▶ Fragmento de texto:
En Diario de un seductor, el filósofo danés Soren Kierkegaard (1813-1855) establecía tres estadios a través de los cuales el hombre podría desarrollarse en su plenitud: el estético, el ético y el religioso. Argumentaba que el primero se desarrollaba en plena inmadurez intelectual y que el segundo sólo podía vivirse acorde a una tabla de principios, valores y compromisos vitales de estricta obediencia y seguimiento. El estadio religioso, por su parte, abarcaba todo aquello que lo racional no alcanzaba a comprender y que situaba al hombre y a Dios en planos paralelos de la realidad. Claro que para un furibundo anticristiano como Kierkegaard, que vivió en consonancia con el quehacer estético y con el remordimiento ético, el aporte espiritual era lo de menos, aunque aconsejaba a sus allegados que no perdieran la fe en la fe, aunque ésta se manifestara sólo en lo estético, en decir, bajo las apariencias del qué dirán, y no en lo ético, sujeto a una vida plena de sentido y responsabilidades. Kierkegaard murió joven, con apenas cuarenta y dos años, preso de una fiebre productora de escritos, ensayos y pensamientos que mermarían su quebradiza salud, tras una vida de condena y lujuria, una moral y otra física.

Entradas de contorno de áreas etiquetadas

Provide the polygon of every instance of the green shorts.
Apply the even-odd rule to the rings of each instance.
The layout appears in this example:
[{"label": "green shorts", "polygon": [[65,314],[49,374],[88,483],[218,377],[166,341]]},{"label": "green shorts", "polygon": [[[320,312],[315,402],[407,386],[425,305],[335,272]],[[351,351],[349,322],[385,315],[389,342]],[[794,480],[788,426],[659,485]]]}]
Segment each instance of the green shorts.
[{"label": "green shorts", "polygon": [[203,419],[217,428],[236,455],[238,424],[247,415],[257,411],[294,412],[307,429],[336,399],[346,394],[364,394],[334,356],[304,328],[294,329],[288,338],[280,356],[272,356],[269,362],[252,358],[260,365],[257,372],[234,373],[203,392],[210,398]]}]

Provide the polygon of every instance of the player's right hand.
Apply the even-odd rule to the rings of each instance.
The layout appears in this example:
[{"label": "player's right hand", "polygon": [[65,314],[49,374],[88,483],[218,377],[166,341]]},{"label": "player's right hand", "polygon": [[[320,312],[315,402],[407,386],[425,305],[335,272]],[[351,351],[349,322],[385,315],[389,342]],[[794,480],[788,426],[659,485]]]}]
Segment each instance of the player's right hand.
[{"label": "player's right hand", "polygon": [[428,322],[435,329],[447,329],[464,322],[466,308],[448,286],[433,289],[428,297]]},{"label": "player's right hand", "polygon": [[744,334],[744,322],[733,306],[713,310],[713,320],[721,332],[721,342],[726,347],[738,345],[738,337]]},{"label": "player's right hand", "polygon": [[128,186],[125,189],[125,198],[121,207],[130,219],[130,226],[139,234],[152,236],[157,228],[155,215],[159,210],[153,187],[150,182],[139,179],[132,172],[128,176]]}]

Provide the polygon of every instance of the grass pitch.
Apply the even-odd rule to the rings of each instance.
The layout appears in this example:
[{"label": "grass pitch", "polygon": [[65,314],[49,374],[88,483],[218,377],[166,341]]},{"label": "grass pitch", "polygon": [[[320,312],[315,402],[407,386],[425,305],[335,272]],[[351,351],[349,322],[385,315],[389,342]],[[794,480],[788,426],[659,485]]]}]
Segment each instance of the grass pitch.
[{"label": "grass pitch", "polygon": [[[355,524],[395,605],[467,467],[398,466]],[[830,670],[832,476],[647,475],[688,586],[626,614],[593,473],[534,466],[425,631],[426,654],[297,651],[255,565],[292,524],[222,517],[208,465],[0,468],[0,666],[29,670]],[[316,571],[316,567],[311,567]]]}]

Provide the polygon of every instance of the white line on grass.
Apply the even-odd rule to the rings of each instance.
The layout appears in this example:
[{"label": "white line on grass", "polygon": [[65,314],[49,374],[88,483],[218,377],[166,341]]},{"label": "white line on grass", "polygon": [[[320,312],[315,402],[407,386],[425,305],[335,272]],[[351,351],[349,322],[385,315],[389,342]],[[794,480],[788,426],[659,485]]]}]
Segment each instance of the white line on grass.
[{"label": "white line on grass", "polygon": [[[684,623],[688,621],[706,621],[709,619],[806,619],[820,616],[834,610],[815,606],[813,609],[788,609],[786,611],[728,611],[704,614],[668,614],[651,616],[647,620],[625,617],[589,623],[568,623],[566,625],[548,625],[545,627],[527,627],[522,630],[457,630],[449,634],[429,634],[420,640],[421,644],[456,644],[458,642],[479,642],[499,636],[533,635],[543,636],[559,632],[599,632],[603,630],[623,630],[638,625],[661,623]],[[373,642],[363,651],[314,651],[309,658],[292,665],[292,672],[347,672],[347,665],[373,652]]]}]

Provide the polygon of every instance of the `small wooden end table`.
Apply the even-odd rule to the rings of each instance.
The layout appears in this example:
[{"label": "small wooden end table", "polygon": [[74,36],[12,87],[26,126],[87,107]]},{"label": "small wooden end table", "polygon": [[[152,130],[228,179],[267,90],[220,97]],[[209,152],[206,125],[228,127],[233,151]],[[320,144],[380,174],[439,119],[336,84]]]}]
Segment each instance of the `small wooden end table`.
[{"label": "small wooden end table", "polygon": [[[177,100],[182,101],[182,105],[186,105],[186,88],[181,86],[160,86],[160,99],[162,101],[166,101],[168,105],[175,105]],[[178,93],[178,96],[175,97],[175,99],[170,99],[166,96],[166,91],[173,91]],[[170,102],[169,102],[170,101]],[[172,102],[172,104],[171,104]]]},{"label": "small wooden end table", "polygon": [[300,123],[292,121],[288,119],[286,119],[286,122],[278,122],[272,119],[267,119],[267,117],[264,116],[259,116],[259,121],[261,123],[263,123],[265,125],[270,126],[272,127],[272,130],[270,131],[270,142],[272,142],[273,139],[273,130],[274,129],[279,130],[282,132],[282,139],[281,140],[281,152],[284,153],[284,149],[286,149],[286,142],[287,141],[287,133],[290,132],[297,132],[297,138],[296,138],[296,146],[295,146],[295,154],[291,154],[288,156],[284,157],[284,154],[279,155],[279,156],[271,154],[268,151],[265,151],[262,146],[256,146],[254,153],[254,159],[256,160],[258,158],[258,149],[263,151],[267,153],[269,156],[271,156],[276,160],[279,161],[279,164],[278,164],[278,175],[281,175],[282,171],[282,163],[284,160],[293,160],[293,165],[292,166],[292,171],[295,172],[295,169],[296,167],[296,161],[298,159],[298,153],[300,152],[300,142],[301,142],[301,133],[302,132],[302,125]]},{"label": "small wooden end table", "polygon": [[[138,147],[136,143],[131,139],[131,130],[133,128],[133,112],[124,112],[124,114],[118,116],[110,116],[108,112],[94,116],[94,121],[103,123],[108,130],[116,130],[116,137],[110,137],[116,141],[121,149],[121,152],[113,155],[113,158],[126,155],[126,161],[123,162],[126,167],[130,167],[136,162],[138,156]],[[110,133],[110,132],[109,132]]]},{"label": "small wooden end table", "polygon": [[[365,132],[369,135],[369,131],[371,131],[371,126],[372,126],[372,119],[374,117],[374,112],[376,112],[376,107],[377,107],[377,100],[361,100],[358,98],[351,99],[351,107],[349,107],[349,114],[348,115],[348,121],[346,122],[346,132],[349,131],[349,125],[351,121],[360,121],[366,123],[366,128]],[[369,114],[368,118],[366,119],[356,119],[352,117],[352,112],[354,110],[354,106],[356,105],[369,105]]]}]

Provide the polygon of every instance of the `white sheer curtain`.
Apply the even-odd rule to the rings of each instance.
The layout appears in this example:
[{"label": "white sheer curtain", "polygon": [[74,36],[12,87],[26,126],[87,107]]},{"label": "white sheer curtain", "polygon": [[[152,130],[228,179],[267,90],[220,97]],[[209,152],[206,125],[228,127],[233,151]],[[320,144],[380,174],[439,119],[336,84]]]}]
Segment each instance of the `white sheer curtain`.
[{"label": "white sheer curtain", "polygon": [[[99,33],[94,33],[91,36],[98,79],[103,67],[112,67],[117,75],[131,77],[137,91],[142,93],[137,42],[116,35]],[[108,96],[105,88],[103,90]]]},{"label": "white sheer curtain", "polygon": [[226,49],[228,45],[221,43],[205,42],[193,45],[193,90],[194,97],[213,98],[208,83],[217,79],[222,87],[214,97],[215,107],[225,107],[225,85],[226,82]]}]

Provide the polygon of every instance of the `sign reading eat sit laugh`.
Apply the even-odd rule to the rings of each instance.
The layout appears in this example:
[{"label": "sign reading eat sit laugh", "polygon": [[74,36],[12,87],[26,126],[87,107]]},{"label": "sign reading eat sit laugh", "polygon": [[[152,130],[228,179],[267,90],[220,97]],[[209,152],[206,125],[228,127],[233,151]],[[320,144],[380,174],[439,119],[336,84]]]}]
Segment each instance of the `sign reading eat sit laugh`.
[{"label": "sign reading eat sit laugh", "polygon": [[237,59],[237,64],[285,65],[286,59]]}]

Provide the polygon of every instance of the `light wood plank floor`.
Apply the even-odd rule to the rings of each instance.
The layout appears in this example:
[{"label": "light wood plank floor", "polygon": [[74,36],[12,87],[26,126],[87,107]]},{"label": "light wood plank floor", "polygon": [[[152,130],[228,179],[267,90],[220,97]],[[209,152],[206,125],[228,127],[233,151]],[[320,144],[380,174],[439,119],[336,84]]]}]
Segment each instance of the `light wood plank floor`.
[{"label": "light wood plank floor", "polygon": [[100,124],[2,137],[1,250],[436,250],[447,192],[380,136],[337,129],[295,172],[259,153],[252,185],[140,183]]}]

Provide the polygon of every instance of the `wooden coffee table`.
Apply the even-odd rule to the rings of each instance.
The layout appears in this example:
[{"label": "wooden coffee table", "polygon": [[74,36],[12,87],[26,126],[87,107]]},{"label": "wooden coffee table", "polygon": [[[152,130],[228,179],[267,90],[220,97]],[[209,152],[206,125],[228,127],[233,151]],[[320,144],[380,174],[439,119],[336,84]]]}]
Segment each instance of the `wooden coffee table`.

▶ Objetivo: Prosigue el texto sobre Kierkegaard y sus tres estadios a partir de su última oración. Los ítems no intervienen en absoluto en lo que se pide aquí.

▶ Respuesta:
Diario de un seductor cuenta la historia de un Don Juan moderno que se dedica a corromper mujeres con el único objetivo del goce sensual y el placer por el placer. Cordelia, una de sus víctimas, se aflige diariamente ante ese pérfido truhán arrebatacorazones. A través de la seducción, una forma sutil de persuadir donde la mentira se instala como primer elemento de comunicación, el seductor engaña a cientos de mujeres, víctimas de su carpe diem particular. Cordelia no tiene más remedio que entregar su alma y reconocer que el paso de tamaño falsificador de sentimientos por su vida le ha supuesto contemplar ésta desde la tortura espiritual que supone entregar sus llaves a alguien tan alejado de la moral cristiana. Juan, por su parte, sigue ganando adeptas para su causa. Seduce y seduce con el único afán de incrementar la clientela persuadida. Sin reparos éticos, ni ataduras espirituales. Sólo el goce estético, el estadio de la inmadurez.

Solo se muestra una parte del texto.